▶ _Stated task_
Report each line of the rows below that contains the string "tree", copying every such line in full. The match is case-sensitive.

▶ _Data_
○ ○ ○ ○ ○ ○ ○

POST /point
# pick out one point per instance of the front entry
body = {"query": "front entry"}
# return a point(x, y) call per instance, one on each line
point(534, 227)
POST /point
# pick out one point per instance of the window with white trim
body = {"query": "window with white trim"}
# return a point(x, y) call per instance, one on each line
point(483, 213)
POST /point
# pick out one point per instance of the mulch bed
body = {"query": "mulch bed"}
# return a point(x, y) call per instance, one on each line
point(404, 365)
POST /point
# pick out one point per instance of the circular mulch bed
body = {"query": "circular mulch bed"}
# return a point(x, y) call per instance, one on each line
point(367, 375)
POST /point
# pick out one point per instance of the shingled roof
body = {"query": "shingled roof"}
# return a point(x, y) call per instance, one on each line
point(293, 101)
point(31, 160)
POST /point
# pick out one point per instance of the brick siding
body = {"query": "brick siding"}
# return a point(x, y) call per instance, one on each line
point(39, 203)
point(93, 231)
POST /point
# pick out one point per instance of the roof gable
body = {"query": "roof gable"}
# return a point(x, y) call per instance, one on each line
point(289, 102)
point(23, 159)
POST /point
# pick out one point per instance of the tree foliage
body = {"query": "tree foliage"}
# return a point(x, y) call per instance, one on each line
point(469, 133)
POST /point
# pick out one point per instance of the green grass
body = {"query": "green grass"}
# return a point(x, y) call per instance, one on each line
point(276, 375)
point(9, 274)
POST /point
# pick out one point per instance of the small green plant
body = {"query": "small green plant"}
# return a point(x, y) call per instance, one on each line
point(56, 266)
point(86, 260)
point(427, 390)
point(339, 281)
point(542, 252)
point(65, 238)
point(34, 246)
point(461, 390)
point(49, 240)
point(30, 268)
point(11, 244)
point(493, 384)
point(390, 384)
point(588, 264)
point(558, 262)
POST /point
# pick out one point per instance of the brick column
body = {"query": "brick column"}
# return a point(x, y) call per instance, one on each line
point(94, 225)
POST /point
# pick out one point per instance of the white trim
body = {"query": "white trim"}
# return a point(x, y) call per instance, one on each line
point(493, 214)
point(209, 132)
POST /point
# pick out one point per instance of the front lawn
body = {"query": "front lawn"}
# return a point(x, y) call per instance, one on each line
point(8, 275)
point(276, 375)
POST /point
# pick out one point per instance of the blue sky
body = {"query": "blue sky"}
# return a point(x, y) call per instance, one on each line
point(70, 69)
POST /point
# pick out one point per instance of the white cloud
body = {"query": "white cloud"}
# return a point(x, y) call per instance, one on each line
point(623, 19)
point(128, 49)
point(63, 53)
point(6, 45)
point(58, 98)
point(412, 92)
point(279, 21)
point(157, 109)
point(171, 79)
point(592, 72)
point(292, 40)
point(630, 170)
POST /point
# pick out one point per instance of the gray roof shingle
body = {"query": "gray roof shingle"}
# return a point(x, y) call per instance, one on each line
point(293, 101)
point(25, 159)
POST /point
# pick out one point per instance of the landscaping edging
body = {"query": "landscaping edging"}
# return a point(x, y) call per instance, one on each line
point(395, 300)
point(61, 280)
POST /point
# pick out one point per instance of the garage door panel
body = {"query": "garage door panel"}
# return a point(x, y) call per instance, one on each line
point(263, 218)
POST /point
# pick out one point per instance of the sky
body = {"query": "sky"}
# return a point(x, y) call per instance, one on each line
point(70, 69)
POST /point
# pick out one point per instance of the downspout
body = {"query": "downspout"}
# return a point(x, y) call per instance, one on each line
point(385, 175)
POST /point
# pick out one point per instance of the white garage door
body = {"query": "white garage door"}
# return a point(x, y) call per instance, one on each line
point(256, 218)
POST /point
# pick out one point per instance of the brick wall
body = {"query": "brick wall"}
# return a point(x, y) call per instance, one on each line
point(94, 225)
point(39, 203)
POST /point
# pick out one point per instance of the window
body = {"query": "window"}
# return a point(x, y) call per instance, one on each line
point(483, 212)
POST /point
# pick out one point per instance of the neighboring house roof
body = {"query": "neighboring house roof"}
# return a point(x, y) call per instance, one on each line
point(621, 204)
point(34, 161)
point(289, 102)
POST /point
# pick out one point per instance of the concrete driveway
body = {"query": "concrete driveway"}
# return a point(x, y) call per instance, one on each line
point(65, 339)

○ ○ ○ ○ ○ ○ ○

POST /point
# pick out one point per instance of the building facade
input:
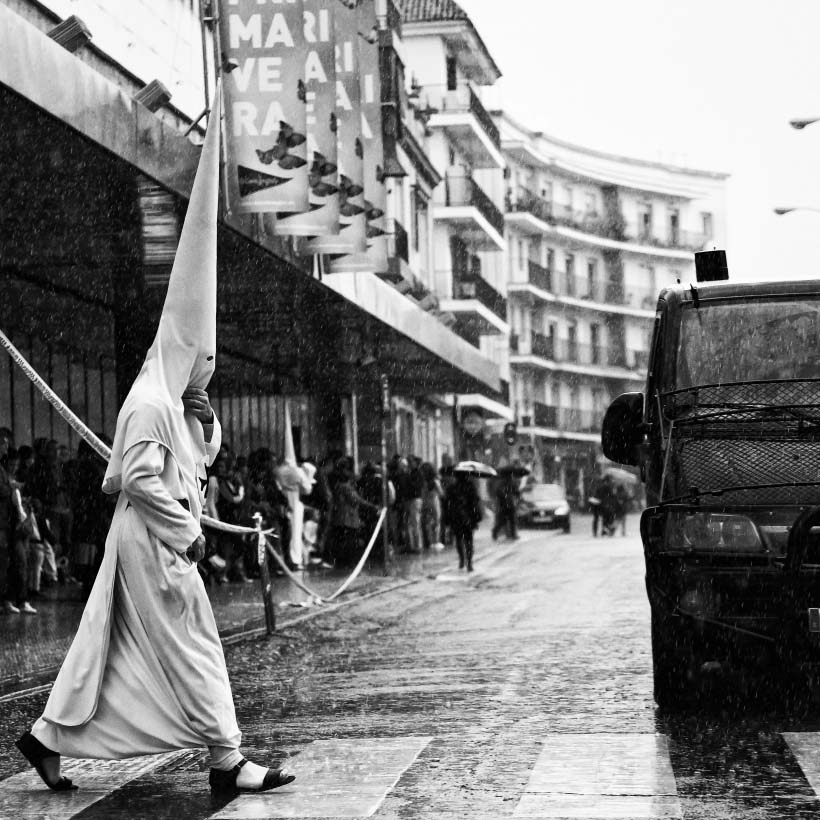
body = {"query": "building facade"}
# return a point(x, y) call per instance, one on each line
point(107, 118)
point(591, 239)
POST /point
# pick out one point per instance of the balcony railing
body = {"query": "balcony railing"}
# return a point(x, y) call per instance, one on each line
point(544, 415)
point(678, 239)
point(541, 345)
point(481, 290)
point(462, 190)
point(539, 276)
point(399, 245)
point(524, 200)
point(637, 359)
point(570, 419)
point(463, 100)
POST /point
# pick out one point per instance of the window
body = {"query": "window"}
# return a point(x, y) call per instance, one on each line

○ ○ ○ ○ ○ ○ ○

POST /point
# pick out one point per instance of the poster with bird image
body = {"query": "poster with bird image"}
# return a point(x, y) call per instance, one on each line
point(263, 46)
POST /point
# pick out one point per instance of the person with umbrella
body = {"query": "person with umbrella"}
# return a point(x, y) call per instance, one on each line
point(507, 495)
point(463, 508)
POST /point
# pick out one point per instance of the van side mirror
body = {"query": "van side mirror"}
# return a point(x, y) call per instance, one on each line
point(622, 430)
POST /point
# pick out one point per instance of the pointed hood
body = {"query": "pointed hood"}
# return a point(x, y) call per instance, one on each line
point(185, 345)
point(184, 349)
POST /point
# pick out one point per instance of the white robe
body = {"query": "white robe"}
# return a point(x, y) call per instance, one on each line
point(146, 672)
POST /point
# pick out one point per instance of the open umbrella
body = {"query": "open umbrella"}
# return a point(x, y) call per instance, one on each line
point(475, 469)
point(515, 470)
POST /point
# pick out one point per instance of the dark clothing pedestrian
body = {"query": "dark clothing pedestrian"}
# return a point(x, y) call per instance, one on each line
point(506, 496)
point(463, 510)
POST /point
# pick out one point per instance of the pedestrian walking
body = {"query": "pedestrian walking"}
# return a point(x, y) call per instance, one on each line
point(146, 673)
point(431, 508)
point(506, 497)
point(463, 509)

○ ○ ○ ○ ○ ○ ○

▶ _The result_
# pick out one point per instance of the tree foliage
body = {"query": "tree foliage"}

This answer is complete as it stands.